++++ Source information
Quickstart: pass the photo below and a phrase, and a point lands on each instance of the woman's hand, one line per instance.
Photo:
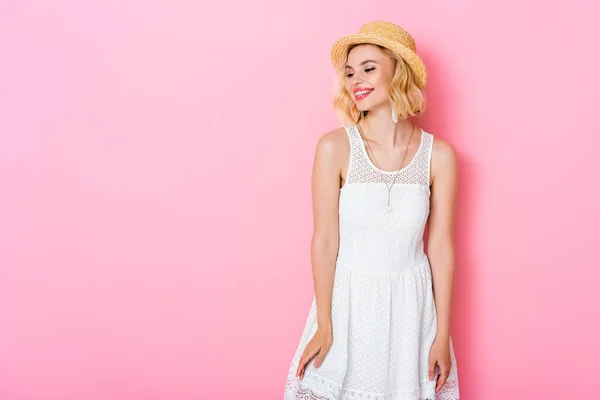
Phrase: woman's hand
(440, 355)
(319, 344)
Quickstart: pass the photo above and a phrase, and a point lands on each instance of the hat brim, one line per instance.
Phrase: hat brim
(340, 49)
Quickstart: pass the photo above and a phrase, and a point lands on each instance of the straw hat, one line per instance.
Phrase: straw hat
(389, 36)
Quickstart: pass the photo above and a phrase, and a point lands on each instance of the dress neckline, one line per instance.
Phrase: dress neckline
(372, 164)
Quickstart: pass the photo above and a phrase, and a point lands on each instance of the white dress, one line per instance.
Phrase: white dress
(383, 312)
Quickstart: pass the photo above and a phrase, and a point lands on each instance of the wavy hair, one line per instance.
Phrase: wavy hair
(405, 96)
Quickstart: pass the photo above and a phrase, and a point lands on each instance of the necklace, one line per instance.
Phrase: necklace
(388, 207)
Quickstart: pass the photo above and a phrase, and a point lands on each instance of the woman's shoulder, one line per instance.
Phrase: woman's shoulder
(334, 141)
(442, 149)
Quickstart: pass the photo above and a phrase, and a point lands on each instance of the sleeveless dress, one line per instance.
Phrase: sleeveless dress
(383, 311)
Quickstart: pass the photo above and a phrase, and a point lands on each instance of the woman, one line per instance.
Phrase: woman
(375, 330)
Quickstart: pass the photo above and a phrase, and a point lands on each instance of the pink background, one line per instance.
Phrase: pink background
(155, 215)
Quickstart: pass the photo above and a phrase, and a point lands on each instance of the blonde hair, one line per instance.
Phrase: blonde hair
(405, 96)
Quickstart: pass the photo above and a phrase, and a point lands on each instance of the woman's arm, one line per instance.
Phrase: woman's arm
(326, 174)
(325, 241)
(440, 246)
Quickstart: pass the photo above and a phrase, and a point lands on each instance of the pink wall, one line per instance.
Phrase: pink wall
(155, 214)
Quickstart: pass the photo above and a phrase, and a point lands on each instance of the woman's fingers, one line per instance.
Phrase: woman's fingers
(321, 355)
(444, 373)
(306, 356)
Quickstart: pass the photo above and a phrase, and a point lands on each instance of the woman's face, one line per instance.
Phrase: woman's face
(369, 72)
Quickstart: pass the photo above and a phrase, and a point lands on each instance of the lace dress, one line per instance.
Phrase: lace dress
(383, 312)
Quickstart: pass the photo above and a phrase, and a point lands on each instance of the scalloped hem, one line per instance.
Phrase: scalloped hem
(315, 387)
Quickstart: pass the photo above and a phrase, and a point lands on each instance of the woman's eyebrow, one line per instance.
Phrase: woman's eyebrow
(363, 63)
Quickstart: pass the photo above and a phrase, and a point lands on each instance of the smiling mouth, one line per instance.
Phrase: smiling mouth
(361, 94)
++++++++
++++ Source information
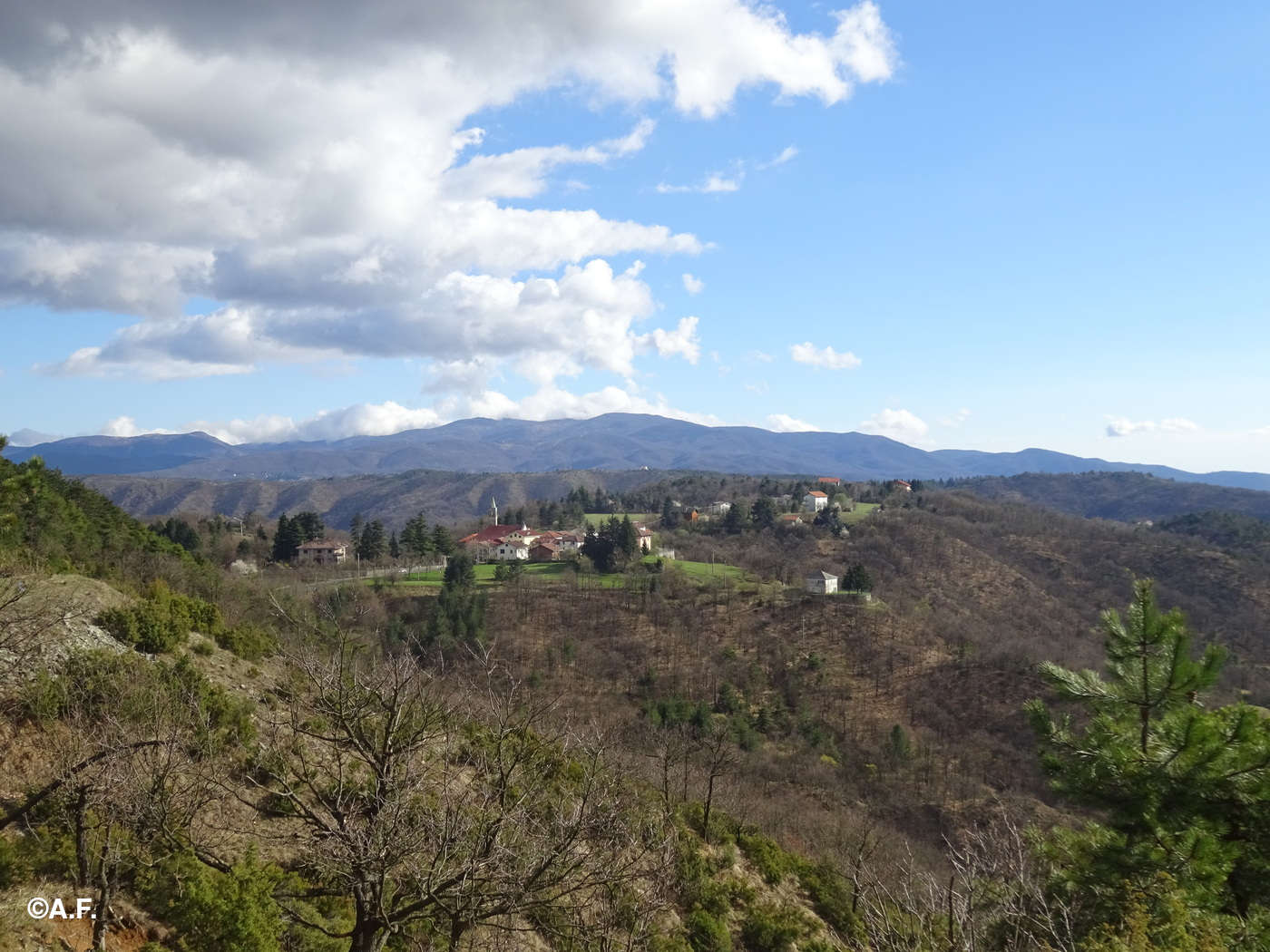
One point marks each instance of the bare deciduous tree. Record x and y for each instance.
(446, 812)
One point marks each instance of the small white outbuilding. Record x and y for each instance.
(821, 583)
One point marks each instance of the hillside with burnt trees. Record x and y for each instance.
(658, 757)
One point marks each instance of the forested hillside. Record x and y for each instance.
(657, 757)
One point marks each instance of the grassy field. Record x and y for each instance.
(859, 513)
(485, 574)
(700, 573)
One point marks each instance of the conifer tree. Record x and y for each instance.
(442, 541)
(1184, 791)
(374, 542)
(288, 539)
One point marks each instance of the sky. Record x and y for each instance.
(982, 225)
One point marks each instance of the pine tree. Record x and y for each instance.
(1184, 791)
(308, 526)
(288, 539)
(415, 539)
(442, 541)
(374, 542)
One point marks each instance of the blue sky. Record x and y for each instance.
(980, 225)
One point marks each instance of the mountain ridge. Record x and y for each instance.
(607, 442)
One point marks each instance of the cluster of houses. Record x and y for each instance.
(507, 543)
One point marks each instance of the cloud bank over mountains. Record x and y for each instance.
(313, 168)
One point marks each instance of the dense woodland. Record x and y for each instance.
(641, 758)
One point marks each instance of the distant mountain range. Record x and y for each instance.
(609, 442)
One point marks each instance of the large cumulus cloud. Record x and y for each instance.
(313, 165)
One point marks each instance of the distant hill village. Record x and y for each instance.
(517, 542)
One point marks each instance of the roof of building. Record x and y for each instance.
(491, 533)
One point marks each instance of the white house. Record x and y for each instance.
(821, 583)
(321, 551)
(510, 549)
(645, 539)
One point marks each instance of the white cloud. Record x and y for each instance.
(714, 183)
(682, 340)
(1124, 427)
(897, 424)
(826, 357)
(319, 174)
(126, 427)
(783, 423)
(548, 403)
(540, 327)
++++++++
++++ Source information
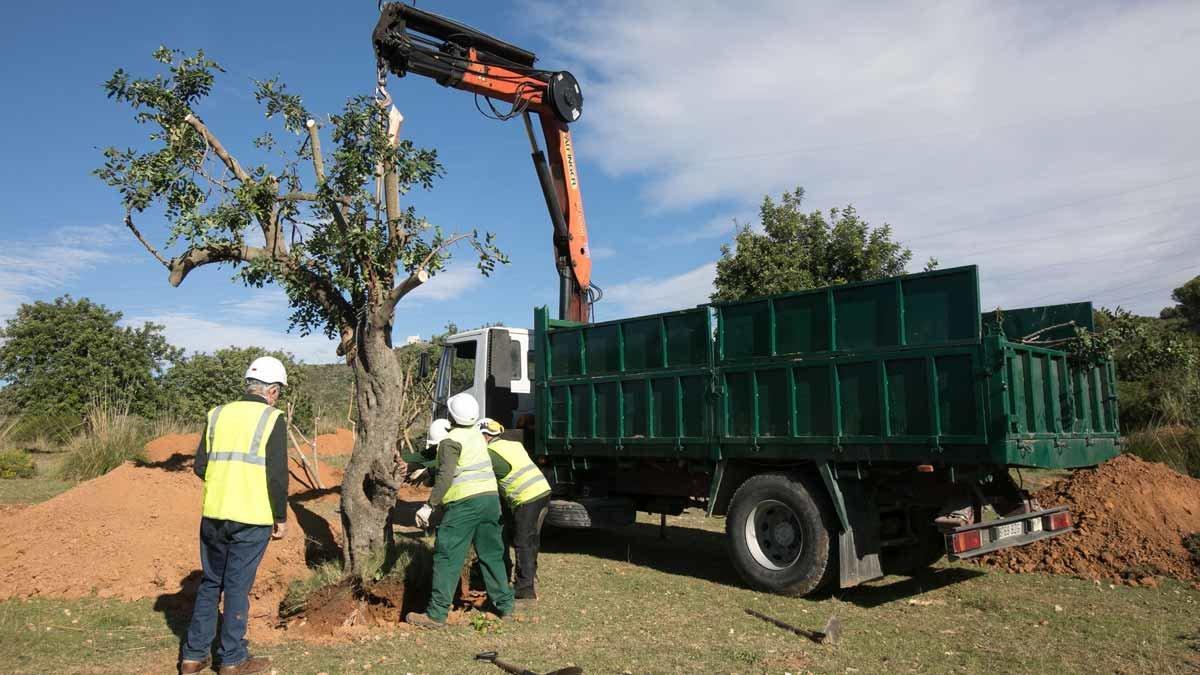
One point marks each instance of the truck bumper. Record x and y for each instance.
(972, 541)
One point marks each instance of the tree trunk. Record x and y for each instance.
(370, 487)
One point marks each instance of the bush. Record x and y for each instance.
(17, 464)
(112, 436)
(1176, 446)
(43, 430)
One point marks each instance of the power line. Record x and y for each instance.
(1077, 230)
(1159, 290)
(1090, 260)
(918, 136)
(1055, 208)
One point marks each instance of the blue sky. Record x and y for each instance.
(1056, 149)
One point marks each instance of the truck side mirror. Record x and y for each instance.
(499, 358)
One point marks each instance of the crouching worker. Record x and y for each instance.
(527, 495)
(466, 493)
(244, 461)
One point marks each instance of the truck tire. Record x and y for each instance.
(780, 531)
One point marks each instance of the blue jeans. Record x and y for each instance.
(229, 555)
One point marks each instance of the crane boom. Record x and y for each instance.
++++++++
_Required work_
Beginning with the line above that has "Quickstart: pass the photo below" and going on through the line that has "sleeveless dress, one line per instance.", retype every line exactly and add nothing else; drop the pictures.

_Reply to the task_
Quickstart: pass the photo below and a phrase, and a point lands on each instance of the woman's hand, one line per instance.
Photo:
Phrase: woman's hand
(440, 355)
(319, 344)
Quickstart: pass the photo above and a phrase, and a point lands on each instance of the hat brim, one line per instance.
Phrase: hat brim
(340, 49)
Quickstart: pass the photo above and a phrase, and a point lands on each instance of the straw hat, one line per instance.
Phrase: straw hat
(389, 36)
Quickstart: pass the photo above and a phrase, and a point lands on each instance of the dress neckline, one line per instance.
Phrase: dress neckline
(372, 164)
Quickstart: pass the photo above and a phrase, and a point lands on each instance of the white dress, one line per instance.
Phrase: white dress
(383, 312)
Quickstart: pass the photo above and a phrase, and a point lands on each instance of the wavy hair, one line per instance.
Phrase: wavy hair
(405, 96)
Quickstart: pass the photo above and a phrase, and a point lands on each instance of the necklace, one line per instance.
Phrase: necklace
(388, 207)
Quickstart: pass the photo above and a phrase, and a point lands on each instance of the woman's shoulder, one line per instance.
Phrase: woman's shoulder
(334, 141)
(442, 149)
Quickstart: pass the photo above and a phrase, and a point lands on each instance of the sleeveless dress, one line per instance.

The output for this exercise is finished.